Natural-language object grounding data ::
════════════════
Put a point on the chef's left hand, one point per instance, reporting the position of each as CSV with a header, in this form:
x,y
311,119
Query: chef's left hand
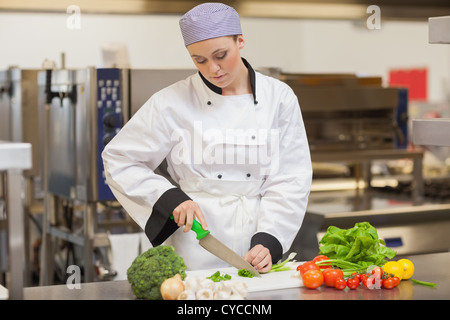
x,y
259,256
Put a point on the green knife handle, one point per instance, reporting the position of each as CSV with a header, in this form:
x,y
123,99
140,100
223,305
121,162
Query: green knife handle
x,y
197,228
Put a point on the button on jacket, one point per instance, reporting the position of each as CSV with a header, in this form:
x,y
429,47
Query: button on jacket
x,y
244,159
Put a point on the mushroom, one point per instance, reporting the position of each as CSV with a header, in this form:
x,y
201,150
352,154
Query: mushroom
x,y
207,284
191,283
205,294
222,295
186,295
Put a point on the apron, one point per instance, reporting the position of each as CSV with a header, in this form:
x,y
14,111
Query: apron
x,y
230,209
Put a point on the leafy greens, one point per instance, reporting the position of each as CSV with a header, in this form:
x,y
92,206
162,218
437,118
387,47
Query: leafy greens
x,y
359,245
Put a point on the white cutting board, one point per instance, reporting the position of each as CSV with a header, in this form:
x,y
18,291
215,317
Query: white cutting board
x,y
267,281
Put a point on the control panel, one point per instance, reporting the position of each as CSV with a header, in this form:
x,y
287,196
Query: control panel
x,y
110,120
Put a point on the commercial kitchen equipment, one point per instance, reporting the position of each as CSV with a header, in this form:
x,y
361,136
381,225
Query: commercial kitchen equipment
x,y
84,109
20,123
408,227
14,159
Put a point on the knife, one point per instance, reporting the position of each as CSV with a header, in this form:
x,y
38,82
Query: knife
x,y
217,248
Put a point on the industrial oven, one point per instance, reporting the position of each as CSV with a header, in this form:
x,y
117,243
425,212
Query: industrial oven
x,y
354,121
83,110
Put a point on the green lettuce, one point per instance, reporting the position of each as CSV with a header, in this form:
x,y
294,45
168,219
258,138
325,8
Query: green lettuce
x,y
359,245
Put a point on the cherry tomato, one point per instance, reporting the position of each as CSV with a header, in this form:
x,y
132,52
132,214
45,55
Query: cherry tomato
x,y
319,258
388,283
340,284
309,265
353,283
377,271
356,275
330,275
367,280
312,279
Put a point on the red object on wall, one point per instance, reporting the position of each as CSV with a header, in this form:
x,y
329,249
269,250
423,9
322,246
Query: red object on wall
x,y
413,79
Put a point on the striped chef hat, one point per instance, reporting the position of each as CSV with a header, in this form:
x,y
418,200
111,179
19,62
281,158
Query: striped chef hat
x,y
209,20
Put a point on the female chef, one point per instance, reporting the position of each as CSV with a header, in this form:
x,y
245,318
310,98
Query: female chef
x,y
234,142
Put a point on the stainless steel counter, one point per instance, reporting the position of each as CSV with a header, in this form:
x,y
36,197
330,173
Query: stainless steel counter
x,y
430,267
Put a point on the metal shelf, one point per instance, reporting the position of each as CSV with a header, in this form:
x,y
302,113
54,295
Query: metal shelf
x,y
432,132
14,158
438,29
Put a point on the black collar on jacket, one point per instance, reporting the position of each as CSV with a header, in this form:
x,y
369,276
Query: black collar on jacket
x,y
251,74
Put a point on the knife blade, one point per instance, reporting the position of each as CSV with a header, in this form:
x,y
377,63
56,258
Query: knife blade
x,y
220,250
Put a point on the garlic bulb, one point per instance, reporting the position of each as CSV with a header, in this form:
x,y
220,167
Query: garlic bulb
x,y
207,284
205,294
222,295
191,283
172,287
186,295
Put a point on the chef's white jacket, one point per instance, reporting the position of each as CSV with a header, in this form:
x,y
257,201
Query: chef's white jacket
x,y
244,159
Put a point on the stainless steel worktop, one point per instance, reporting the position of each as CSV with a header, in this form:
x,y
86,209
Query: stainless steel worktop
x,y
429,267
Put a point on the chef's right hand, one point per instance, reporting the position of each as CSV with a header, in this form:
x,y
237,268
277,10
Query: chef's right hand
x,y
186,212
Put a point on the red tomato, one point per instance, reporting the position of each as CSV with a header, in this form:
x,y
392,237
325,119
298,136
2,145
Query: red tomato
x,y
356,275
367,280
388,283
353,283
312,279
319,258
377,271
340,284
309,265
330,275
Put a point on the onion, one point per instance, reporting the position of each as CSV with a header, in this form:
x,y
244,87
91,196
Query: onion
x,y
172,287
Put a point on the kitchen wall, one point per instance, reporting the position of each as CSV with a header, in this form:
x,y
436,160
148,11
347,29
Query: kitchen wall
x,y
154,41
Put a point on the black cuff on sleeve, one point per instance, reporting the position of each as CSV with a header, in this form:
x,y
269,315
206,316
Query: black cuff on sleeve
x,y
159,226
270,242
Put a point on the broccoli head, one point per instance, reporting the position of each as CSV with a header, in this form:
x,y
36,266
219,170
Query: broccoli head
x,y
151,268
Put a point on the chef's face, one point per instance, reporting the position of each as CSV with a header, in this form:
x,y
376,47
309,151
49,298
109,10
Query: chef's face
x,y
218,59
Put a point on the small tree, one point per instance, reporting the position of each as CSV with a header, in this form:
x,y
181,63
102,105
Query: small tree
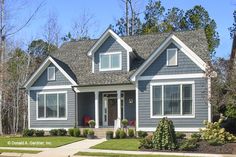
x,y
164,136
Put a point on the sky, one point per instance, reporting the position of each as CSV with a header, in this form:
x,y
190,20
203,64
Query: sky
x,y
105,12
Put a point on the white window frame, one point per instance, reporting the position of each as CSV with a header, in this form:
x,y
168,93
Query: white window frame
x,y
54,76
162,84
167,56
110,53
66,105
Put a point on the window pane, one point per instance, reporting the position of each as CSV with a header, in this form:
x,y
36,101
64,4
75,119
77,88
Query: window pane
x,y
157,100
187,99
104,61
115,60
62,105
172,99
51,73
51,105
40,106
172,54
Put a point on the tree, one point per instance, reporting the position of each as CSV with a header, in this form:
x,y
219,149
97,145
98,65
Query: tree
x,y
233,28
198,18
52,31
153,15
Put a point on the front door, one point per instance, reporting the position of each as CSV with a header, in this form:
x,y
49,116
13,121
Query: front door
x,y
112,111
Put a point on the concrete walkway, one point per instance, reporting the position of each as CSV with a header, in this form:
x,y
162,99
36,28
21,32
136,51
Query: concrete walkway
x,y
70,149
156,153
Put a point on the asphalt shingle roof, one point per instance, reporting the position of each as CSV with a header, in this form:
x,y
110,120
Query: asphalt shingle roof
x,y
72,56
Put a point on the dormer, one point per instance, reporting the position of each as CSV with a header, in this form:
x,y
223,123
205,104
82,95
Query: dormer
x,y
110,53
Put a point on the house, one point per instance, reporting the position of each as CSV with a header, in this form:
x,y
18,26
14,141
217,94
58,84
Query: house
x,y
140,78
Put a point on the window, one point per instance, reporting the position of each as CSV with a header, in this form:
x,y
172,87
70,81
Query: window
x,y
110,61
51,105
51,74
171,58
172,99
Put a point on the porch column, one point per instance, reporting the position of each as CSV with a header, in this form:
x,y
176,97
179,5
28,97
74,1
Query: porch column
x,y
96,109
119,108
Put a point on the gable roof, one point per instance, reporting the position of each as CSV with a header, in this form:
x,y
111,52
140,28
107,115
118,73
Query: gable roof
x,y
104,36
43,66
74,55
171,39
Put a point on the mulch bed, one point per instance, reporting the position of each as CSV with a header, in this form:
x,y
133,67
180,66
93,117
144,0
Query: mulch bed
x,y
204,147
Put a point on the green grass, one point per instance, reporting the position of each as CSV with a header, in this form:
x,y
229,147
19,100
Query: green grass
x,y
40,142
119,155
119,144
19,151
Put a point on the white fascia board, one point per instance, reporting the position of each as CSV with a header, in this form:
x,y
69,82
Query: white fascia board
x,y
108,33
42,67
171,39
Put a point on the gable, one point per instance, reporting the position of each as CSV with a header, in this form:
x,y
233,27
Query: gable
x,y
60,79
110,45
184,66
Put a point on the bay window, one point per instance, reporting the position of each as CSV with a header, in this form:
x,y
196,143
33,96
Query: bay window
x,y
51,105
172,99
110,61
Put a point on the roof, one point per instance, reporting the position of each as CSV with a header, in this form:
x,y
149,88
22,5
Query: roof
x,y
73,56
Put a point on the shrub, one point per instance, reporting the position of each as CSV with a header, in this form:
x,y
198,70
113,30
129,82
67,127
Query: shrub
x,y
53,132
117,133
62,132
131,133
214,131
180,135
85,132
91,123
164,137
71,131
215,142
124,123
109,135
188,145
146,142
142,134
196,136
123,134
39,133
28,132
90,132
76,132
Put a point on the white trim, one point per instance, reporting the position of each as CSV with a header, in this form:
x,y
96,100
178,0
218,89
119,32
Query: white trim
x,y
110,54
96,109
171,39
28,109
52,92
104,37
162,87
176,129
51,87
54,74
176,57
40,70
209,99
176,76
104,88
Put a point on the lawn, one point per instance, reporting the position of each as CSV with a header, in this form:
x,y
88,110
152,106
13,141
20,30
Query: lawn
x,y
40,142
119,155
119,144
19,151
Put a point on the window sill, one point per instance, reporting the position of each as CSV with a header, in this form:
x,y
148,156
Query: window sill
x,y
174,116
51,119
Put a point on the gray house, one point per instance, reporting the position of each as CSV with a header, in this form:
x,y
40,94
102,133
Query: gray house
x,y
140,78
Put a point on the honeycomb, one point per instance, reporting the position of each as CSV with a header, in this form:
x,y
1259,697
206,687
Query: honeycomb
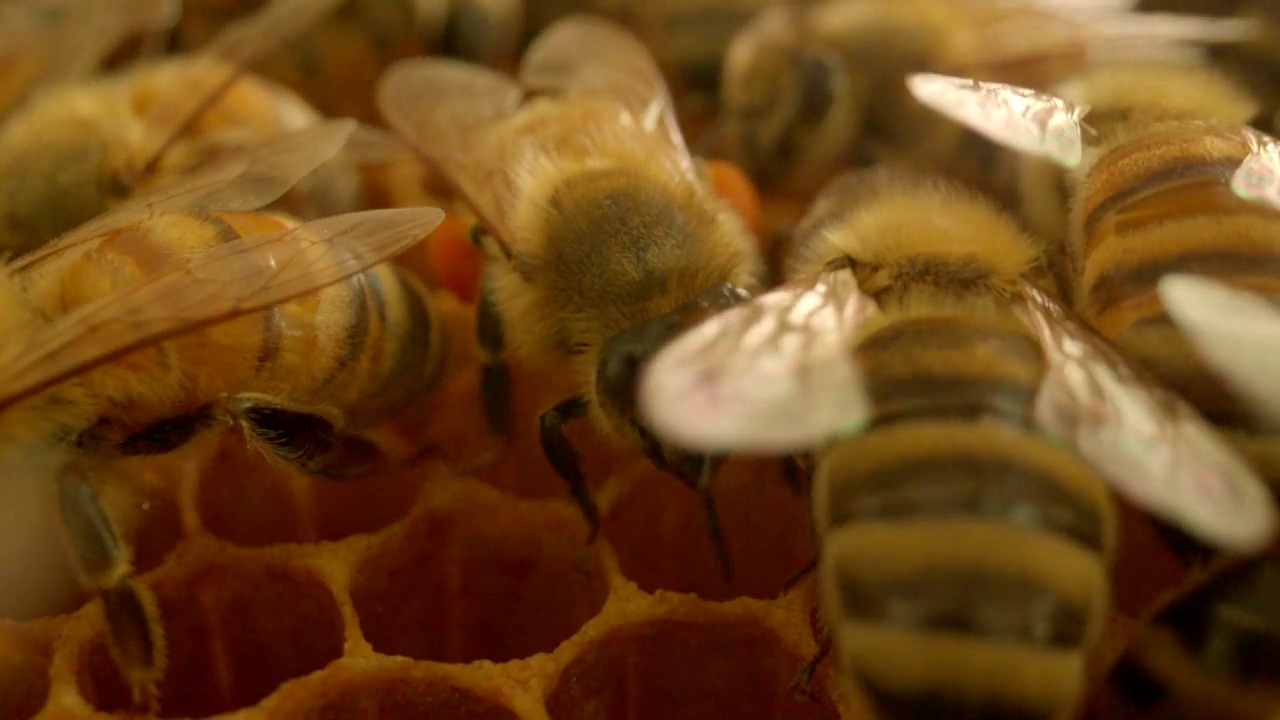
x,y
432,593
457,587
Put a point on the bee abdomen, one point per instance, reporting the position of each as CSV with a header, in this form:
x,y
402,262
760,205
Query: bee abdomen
════════════════
AIM OF THE TASK :: Gather each line from the entries above that includes the word "abdomen".

WRITTEN ANSWER ::
Put a point on the bee abdomen, one point per instance, reporting the position of each as CSV with a header, in this form:
Query: bee abdomen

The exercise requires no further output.